_Task description_
Copy out every line of the data where the word "below" is found.

_Exercise material_
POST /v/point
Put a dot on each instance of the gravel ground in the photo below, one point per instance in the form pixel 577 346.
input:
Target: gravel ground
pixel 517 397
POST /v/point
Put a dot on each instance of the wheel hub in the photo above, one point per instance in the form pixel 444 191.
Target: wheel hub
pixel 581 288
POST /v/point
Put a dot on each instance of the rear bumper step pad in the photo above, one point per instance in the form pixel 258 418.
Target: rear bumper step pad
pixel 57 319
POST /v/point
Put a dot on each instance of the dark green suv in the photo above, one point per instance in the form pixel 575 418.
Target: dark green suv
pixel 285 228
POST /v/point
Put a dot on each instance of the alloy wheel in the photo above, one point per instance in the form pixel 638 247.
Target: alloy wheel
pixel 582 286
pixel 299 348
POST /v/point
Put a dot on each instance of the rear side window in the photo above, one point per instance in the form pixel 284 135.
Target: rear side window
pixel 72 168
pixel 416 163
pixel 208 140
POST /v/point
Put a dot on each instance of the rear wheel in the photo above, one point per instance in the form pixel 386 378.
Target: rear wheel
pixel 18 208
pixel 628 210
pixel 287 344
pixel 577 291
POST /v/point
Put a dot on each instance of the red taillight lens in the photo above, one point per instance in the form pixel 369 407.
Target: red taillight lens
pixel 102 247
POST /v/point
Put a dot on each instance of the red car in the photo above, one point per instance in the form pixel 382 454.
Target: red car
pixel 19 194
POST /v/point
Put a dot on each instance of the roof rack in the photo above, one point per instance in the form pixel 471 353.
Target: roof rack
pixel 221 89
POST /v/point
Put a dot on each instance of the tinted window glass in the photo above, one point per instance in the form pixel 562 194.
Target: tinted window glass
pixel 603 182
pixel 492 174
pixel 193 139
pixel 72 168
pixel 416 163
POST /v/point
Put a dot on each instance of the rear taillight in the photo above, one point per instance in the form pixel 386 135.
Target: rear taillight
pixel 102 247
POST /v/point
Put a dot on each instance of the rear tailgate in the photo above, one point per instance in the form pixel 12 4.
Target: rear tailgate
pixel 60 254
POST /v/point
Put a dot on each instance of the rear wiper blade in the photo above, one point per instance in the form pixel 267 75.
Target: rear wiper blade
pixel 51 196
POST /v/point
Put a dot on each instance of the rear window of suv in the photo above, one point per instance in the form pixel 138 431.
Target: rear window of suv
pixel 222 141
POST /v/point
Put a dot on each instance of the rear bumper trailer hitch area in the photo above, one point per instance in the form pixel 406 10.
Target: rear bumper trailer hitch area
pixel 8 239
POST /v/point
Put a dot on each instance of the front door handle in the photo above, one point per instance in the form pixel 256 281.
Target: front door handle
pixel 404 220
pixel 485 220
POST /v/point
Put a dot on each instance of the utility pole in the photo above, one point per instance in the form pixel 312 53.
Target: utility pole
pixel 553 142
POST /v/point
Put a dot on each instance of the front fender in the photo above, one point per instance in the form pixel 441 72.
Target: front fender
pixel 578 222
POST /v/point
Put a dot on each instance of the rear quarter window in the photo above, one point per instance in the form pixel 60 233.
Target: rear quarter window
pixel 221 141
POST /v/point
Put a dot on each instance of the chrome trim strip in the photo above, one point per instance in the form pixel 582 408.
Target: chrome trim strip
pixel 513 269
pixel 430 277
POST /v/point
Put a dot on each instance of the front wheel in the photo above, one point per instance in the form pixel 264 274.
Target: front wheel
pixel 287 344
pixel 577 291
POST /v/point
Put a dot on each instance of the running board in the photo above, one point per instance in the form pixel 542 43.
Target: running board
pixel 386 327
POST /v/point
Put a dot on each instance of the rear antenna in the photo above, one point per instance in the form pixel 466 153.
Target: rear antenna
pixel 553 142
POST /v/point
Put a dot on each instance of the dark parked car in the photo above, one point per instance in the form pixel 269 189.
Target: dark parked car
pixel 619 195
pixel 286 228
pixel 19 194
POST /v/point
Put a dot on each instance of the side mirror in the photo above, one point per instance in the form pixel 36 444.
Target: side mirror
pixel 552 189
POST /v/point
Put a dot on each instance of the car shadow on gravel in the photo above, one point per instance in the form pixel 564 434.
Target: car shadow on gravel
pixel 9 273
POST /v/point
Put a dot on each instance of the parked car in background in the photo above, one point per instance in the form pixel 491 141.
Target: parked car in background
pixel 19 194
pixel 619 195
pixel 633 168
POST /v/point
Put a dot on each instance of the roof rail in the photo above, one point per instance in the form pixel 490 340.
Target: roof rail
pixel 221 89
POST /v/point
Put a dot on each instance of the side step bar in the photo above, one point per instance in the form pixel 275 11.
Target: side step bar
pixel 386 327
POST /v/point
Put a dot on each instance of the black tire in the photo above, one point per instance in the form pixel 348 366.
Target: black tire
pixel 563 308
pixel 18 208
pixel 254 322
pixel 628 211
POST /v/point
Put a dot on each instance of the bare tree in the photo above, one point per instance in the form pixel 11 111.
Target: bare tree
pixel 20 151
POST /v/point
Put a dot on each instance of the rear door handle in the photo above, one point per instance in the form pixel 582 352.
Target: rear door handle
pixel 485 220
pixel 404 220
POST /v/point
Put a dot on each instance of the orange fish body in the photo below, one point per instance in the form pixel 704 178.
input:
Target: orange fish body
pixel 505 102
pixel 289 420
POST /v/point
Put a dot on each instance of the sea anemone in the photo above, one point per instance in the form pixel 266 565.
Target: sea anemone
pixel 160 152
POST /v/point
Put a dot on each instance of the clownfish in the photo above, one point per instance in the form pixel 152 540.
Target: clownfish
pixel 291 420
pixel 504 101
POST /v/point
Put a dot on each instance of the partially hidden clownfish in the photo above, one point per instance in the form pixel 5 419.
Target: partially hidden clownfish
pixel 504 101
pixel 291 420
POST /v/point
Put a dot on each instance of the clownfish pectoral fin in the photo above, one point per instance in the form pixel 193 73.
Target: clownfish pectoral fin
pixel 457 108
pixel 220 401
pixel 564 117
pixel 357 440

_Reply to the exercise_
Put a dot on each instance of the gravel ground in the photo below, one point per instance in the form pixel 577 346.
Put a dot on each instance of the orange fish body in the photo below, one point per instance in the form pixel 704 178.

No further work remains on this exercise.